MATERIAL PROVIDED.
**********
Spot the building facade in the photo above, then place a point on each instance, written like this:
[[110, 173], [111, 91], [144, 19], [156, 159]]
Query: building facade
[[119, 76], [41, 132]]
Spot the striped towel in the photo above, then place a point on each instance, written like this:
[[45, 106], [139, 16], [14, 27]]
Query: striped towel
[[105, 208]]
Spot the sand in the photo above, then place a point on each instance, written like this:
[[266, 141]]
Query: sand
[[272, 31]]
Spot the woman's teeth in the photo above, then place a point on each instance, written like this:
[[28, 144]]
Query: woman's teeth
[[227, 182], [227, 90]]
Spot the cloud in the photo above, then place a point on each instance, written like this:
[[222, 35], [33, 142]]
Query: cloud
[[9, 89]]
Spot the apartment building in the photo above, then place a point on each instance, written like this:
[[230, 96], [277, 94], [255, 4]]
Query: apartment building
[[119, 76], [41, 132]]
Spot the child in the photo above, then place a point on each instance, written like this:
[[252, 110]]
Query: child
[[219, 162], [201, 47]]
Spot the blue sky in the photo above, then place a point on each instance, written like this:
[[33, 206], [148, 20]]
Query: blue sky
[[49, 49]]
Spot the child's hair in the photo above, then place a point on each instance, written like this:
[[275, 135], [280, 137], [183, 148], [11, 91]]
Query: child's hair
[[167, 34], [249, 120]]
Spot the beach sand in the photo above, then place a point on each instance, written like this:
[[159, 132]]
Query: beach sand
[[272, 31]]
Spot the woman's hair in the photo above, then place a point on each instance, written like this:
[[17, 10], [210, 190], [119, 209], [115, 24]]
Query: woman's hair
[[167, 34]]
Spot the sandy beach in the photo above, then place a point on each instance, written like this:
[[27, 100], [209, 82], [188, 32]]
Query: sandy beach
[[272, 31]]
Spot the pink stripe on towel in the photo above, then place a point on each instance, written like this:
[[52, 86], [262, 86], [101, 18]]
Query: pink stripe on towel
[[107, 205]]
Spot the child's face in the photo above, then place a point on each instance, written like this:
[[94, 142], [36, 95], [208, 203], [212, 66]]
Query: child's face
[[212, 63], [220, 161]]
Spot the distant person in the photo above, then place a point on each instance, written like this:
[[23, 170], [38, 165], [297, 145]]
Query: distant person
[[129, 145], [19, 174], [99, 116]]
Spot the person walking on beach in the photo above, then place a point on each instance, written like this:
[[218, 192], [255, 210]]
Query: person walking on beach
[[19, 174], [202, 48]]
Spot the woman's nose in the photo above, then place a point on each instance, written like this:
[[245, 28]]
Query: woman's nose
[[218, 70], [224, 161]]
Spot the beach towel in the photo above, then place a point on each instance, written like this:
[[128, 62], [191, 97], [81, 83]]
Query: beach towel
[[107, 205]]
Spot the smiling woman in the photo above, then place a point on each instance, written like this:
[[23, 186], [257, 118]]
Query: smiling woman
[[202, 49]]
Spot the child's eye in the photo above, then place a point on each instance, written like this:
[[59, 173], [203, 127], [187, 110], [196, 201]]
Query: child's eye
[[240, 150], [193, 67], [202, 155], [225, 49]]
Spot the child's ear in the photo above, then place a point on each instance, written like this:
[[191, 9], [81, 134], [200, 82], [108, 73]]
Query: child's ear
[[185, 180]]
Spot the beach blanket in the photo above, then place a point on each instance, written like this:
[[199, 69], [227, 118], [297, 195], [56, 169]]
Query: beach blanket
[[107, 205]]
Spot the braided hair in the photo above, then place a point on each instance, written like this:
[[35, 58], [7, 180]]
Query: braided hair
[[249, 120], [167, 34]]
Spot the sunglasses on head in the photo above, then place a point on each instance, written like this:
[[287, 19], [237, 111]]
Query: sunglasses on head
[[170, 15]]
**********
SHORT TASK. Reproduce every one of the items above word for word, with each line unchanged and in its original order.

ANSWER FOR THE TASK.
Spot the building facade in the photo above, then place a point on each instance, written like this:
[[110, 173], [111, 91], [144, 19], [156, 159]]
Query: building facade
[[119, 76], [41, 132]]
Spot the striped towel in the photo above, then place a point on each instance, written like this:
[[45, 106], [139, 16], [14, 27]]
Query: striped towel
[[105, 208]]
Spot the sand in the photo above, then place a point on each instance, written like this:
[[266, 141]]
Query: sand
[[272, 31]]
Spot the woman's teeth in the photo above, then place a point on each instance, written like this:
[[28, 144]]
Query: woman's teeth
[[227, 182], [227, 90]]
Spot the cloud in the photo above, then place a point on each instance, written like this:
[[222, 35], [33, 142]]
Query: cloud
[[9, 89]]
Spot the apartment building in the photo above, then place a point on each instance, written like this:
[[230, 96], [277, 94], [255, 4]]
Query: apartment building
[[119, 76], [41, 132]]
Spot the child in the photo above, then place a point on each instance, written like this:
[[252, 110]]
Query: child
[[219, 162], [201, 47]]
Spot the blue sky in the photo above, then place a point on each instance, written like this:
[[33, 206], [148, 20]]
Query: blue sky
[[49, 49]]
Spot the child's hair in the photo above, then place a point on each instance, written like this:
[[275, 135], [280, 137], [183, 148], [11, 91]]
Query: child's hair
[[167, 34], [249, 120]]
Spot the beach sand in the photo above, then place a point on each instance, written like this:
[[159, 132]]
Query: beach sand
[[272, 31]]
Spot the woman's hair in the photo above, then place a point on each instance, written like this:
[[17, 10], [210, 190], [119, 209], [115, 24]]
Query: woman's hair
[[167, 34]]
Spot the sandy beach in the photo above, then place a point on each instance, written like this:
[[27, 100], [209, 82], [188, 32]]
Query: sandy beach
[[272, 31]]
Spot the pink stripe on towel in the photo above, then place a point on each instance, written like this:
[[52, 86], [262, 86], [101, 18]]
Query: pink stripe on towel
[[107, 205]]
Spot the child's face in the photo above, then place a point on each instance, written like this:
[[94, 142], [36, 95], [208, 203], [212, 66]]
Query: child's face
[[212, 63], [220, 161]]
Spot the distant person in the photo above, then place a point on each instance, written like this:
[[23, 170], [38, 165], [297, 145]]
Query: distant person
[[129, 145], [19, 174], [99, 116]]
Spot the person walking on beach in the photo above, then place a point on each instance, written like this:
[[218, 192], [255, 210]]
Query: person walking on beach
[[19, 174], [202, 48]]
Spot the woman's nose in the photo above, then place a point on each instance, written like this:
[[245, 28]]
Query: woman's nose
[[218, 70], [224, 161]]
Spot the beach towel in the photo above, then place a point on each instance, written like this:
[[128, 62], [191, 97], [81, 83]]
Query: beach towel
[[107, 205]]
Spot the smiling woman in the photo above, then place a point on each instance, written like this:
[[23, 186], [257, 118]]
Query: smiling woman
[[202, 49]]
Spot the child's eye in the photo above, then place a point on each instance, written like this:
[[59, 173], [203, 127], [187, 110], [196, 201]]
Query: child's eye
[[240, 150], [193, 67], [202, 155], [225, 49]]
Spot the child's ear in the photo above, then place a point on each instance, written like this:
[[191, 9], [81, 134], [200, 82], [108, 73]]
Query: child's ear
[[185, 180]]
Spot the beach blanket in the photo above, then place a point on each instance, written like this:
[[199, 69], [227, 118], [297, 195], [56, 169]]
Query: beach blanket
[[107, 205]]
Spot the braided hair in the photo above, then place a point on each instance, written like this:
[[35, 58], [7, 180]]
Query: braided hair
[[249, 120], [167, 34]]
Spot the sunglasses on head in the photo above, then place a point on each instance, written like this:
[[287, 19], [237, 111]]
Query: sunglasses on head
[[170, 15]]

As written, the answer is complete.